Task to complete
Reproduce the lines below from the one that contains "If you could place a marker on the balcony" through the end, inclusive, and add nothing.

[Referring expression data]

________________________

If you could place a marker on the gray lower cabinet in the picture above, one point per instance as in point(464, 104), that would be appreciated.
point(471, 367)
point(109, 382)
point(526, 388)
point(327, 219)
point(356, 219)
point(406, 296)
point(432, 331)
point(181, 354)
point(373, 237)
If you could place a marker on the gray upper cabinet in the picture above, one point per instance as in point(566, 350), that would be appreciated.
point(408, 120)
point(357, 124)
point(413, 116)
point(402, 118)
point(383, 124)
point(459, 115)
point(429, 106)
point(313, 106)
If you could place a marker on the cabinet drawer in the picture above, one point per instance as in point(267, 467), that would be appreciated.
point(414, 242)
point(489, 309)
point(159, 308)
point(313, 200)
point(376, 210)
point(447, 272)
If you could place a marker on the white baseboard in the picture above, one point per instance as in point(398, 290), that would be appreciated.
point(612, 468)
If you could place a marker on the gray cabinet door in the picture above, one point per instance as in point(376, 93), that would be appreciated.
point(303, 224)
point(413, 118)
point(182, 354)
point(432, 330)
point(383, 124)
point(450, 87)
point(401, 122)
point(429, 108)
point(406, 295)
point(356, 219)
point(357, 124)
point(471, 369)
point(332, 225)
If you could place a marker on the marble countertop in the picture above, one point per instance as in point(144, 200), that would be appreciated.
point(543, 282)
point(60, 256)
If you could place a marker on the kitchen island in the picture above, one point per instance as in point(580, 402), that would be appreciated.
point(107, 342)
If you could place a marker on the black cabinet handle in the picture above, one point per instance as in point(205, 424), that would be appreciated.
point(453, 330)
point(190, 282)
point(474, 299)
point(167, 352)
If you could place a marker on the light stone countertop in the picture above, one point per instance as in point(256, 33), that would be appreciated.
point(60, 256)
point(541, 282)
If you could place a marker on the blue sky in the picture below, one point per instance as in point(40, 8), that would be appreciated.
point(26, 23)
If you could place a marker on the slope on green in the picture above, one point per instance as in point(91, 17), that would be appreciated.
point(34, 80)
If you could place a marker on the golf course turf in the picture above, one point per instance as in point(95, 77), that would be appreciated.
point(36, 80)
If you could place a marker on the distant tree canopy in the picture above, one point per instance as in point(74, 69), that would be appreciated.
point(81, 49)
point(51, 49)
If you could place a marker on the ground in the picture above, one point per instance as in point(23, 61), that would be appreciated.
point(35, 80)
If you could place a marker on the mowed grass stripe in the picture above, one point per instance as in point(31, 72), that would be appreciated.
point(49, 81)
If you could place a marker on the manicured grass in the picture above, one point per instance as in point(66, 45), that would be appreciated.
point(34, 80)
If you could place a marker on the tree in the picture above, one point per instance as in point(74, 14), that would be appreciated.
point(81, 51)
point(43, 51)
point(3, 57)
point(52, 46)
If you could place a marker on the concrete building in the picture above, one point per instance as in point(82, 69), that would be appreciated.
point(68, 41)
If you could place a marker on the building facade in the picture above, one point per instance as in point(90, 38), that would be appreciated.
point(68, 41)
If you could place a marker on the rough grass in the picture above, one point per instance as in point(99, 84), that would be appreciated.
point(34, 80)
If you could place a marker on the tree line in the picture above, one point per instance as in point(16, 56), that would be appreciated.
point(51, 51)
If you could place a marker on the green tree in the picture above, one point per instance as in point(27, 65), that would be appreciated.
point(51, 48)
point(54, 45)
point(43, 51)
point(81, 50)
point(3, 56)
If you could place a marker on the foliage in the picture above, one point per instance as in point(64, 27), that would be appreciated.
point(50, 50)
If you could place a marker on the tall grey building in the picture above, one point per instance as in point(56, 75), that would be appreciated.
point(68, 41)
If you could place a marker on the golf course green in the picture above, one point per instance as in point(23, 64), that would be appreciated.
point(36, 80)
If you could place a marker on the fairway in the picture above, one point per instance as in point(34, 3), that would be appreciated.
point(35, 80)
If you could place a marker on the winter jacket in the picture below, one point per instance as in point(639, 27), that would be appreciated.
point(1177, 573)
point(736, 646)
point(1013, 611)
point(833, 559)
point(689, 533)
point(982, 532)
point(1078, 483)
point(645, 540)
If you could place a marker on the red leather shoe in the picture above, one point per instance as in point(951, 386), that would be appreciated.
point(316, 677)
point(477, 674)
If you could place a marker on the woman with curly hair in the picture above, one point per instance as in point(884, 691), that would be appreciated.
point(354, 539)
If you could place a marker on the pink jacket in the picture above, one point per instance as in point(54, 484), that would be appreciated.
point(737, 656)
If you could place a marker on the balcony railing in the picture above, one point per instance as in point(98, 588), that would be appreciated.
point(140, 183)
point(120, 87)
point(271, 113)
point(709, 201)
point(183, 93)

________________________

Answer area
If you could place a marker on the balcony railing in the picture above, one point per instance as in point(98, 588), that would be appreciated.
point(140, 183)
point(120, 87)
point(271, 113)
point(709, 201)
point(183, 93)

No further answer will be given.